> EXERCISE:
The records that follow must be reproduced in full, exactly as written.

** Opening RECORDED DATA block **

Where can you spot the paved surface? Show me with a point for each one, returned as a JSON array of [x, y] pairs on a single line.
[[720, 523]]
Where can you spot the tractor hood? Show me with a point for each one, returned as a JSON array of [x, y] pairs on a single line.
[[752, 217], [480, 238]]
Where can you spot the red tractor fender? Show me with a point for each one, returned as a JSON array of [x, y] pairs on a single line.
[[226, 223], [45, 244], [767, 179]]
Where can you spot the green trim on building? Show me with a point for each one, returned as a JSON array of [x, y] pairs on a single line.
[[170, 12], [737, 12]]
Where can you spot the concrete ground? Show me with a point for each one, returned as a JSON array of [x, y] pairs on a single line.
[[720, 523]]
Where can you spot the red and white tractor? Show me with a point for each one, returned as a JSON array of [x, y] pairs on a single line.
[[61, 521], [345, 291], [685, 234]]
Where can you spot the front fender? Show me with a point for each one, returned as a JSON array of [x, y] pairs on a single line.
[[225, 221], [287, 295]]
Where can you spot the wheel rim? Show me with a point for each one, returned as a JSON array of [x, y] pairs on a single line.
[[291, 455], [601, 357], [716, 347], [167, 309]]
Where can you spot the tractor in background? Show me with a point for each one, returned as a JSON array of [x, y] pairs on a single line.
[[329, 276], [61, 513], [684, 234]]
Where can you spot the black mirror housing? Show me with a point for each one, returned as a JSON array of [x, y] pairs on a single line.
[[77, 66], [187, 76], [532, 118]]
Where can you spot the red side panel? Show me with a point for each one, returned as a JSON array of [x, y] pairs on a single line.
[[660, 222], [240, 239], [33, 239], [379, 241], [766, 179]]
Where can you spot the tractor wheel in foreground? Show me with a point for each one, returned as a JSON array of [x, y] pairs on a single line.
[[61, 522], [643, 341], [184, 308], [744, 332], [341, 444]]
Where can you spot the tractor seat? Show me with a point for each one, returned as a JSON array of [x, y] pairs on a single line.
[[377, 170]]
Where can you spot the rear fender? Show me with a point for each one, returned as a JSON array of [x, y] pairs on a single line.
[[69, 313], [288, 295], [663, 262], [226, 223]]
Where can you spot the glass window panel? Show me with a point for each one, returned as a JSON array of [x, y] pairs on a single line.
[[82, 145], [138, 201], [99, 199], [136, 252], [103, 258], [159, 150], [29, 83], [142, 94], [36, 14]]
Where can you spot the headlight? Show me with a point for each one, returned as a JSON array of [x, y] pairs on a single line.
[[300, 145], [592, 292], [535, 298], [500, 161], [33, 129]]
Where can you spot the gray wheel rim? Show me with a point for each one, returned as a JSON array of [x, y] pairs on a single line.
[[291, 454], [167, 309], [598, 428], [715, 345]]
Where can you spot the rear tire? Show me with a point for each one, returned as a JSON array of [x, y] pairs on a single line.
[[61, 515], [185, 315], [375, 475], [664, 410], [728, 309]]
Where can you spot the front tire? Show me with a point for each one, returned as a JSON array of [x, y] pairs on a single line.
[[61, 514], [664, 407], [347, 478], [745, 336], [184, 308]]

** Closing RECORDED DATA block **

> RESULT OF THE TASK:
Where can you spot the paved surface? Show me with a point for each one, returned as a JSON array of [x, y] pairs on a single line.
[[720, 523]]
Where can you spot the tractor hood? Show me with a point for each one, returned as a JSON array of [x, y] pairs on a single line.
[[752, 217], [480, 238]]
Where can you spot the red tractor fender? Show me with a point for each one, returned as a JSON array of [x, y] pairs on a single line.
[[226, 223], [45, 244], [767, 179]]
Where can you spot the green trim on building? Show me with a point for each one, returned as a JSON array of [x, y] pairs on a single line.
[[170, 12], [737, 12]]
Where can you spot the concrete ground? Show me with a point for each one, returned as a JSON array of [x, y] pairs on a single line.
[[720, 523]]
Where can you spot the red and white tractor? Show me with a point for each one, returned as a JSON array of [x, y] pairs on a single line.
[[61, 521], [345, 291], [685, 234]]
Where can you spot the front fender? Show me with a point for each one, returned as a JSON array of [x, y] pairs on a single line.
[[225, 221], [287, 295]]
Where can you spot the wheel rim? Show me with a point for each one, returned as a JSON array of [x, y] pairs on a single line.
[[291, 455], [601, 357], [716, 347], [167, 309]]
Where can you spot the tractor in background? Show me with a point for each one, returned as a JSON array of [x, y] pairs on a single line.
[[329, 276], [61, 513], [684, 234]]
Where can you spot the black mirror housing? Show me with a point for each one, returned as a JSON array of [x, y] pairs on a single line.
[[77, 66], [187, 76], [532, 118]]
Where can you spot the red side panel? Show me with a point for each one, returned as a JSON array of [x, y] pairs on a single line.
[[660, 222], [240, 239], [33, 239], [379, 241], [766, 179]]
Where can you spot the tractor wheel in foreground? Show me with a point for each one, returned as a JSON array of [x, y] pairs on a single line.
[[61, 522], [643, 341], [184, 308], [744, 332], [341, 444]]
Where can you spot the tractor seat? Show me with a point for each one, returned as a JSON array of [x, y] pairs on a single line.
[[377, 170]]
Where can you spot the rear fender? Show me with a point for each one, returned as a JSON array of [x, y] pairs on a single line.
[[69, 313], [288, 295], [663, 262], [226, 223]]
Where can you spot the glass window panel? Show me with a point for each one, returned as a JSON array of [x, y] pairs on a single line.
[[82, 145], [138, 201], [99, 199], [136, 252], [103, 258], [159, 150], [29, 83], [142, 94], [36, 14]]
Where can you spot the headlight? Show me with a point for each one, returned as a JSON array of [x, y] pairs on a single line.
[[300, 145], [592, 292], [535, 298], [500, 161], [33, 129]]
Where can you spot the gray wheel rim? Show me with a point for each one, returned as a JSON array of [x, y] pairs on a single line.
[[291, 454], [167, 309], [598, 428], [715, 345]]
Where can you spot the rear tire? Show me with a point for each one, returned as a JSON array of [x, y] pairs on a single line.
[[61, 515], [185, 315], [375, 475], [664, 410], [728, 309]]
Where can you spot the front tire? Show me with a point for each one, returned as a JSON array of [x, y] pairs on a single line.
[[61, 514], [664, 407], [347, 478], [745, 336], [184, 308]]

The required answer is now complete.